| What is being asked |
If a line in the entries contains the string "below", include that line in your answer.

| Supplied records |

╭──

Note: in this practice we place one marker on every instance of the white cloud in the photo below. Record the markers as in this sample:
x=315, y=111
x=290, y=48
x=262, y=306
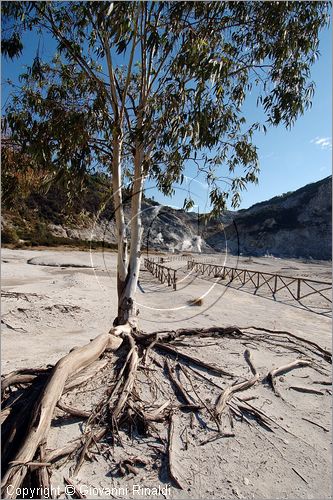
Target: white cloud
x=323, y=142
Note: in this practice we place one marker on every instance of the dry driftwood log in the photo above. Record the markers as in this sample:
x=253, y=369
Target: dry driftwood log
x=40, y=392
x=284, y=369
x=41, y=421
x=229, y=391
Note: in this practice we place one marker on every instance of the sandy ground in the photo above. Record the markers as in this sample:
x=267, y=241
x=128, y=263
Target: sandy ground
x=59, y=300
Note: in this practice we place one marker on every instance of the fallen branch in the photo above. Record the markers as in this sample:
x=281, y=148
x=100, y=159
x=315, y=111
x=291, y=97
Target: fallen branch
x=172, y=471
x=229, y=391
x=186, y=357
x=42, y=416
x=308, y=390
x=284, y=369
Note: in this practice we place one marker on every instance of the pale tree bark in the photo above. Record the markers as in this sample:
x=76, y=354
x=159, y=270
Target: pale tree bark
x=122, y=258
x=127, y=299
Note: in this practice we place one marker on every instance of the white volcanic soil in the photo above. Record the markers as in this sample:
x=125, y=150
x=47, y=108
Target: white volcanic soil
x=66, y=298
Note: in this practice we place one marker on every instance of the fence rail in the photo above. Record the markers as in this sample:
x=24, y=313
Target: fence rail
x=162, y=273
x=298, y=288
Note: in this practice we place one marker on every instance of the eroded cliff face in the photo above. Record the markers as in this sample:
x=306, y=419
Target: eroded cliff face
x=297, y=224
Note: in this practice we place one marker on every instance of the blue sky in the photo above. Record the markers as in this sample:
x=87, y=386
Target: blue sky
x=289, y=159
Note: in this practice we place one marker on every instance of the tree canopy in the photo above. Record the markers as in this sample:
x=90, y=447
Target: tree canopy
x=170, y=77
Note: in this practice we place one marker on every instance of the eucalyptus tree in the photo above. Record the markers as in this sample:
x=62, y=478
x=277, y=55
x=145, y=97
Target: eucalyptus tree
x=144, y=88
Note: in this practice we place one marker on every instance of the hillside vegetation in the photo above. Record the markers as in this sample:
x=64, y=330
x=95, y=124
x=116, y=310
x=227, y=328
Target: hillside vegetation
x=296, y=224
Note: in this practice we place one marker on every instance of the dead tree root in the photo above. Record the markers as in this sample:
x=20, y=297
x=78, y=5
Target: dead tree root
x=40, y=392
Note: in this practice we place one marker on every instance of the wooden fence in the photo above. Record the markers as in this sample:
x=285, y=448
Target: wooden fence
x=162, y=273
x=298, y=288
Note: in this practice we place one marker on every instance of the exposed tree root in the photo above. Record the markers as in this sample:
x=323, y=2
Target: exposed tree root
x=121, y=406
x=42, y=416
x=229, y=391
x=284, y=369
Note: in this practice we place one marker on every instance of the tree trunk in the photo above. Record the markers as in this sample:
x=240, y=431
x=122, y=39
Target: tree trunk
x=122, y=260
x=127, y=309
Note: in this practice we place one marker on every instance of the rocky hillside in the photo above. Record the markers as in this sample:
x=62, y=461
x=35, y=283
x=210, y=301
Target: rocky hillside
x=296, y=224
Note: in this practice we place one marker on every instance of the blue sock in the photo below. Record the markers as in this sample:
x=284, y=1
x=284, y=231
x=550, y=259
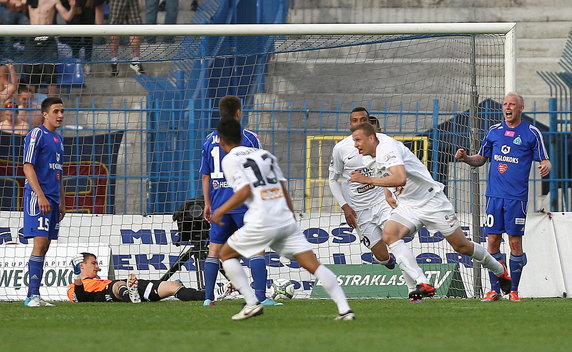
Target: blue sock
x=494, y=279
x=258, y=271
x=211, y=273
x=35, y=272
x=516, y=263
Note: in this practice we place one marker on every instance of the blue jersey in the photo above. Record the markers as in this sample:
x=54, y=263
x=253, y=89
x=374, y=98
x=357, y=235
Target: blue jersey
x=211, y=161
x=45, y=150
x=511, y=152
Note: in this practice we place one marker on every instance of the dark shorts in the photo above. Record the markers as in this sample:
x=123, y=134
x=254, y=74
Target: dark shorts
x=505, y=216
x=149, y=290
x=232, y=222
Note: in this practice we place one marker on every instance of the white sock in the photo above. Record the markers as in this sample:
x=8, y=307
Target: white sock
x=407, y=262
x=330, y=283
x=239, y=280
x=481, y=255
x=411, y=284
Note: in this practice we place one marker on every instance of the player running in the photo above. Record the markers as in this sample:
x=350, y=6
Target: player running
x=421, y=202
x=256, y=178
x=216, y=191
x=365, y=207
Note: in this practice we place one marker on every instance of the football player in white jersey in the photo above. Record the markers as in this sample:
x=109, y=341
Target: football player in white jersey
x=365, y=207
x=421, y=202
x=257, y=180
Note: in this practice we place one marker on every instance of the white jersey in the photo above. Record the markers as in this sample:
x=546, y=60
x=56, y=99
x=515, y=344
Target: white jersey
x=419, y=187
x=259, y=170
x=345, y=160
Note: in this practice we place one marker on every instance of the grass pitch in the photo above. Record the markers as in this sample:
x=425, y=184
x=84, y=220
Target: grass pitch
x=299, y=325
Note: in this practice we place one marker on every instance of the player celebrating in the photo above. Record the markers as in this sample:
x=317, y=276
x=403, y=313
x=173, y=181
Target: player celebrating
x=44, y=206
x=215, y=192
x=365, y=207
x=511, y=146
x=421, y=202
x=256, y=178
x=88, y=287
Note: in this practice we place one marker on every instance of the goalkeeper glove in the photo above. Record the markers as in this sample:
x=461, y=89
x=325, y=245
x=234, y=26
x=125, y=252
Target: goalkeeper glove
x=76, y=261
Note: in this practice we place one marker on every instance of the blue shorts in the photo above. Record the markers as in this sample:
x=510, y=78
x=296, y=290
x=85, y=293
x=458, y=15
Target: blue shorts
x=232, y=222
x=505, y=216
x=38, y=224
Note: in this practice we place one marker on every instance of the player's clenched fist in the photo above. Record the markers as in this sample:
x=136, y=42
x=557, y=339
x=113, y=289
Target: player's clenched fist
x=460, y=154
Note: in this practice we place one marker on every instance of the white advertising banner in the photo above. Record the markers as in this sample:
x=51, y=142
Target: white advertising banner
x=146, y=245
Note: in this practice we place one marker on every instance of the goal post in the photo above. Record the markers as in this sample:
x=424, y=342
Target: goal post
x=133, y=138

╰──
╭──

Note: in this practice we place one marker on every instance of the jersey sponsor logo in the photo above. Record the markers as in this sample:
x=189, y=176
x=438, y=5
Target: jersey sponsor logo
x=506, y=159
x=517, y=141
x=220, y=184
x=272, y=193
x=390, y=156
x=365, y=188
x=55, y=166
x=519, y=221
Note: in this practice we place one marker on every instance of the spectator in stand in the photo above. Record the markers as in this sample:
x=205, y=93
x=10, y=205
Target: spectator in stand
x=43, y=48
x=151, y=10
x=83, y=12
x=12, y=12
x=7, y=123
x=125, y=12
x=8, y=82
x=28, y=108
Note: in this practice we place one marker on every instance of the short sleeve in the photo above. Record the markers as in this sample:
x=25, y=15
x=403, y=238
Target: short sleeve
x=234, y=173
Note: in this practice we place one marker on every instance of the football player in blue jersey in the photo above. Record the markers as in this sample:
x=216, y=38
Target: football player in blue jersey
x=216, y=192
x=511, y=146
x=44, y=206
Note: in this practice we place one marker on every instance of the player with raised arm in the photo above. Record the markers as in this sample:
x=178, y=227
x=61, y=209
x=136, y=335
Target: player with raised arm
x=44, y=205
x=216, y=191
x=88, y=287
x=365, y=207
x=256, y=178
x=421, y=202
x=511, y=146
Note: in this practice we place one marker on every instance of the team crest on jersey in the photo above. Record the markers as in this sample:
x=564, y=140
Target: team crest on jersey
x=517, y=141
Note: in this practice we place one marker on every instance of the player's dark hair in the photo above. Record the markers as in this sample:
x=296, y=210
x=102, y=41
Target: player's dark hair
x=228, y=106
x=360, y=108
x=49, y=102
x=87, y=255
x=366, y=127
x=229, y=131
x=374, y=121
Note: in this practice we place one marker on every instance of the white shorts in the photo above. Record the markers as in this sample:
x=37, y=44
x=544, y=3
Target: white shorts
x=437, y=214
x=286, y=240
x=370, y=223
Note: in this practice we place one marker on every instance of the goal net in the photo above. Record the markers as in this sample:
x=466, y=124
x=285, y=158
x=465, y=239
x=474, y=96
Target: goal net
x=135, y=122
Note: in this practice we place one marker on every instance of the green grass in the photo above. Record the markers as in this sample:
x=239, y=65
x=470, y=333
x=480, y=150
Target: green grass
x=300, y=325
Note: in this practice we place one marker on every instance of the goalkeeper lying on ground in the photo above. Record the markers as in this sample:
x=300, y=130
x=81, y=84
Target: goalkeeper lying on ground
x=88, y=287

╰──

| Answer section |
Note: in this practice we place one marker on every instance of the white cloud in the photo below. Record the markers as in this sample:
Note: in this practice we place one marker on every instance of the blue sock in the photo below. Record the markers as in this sample:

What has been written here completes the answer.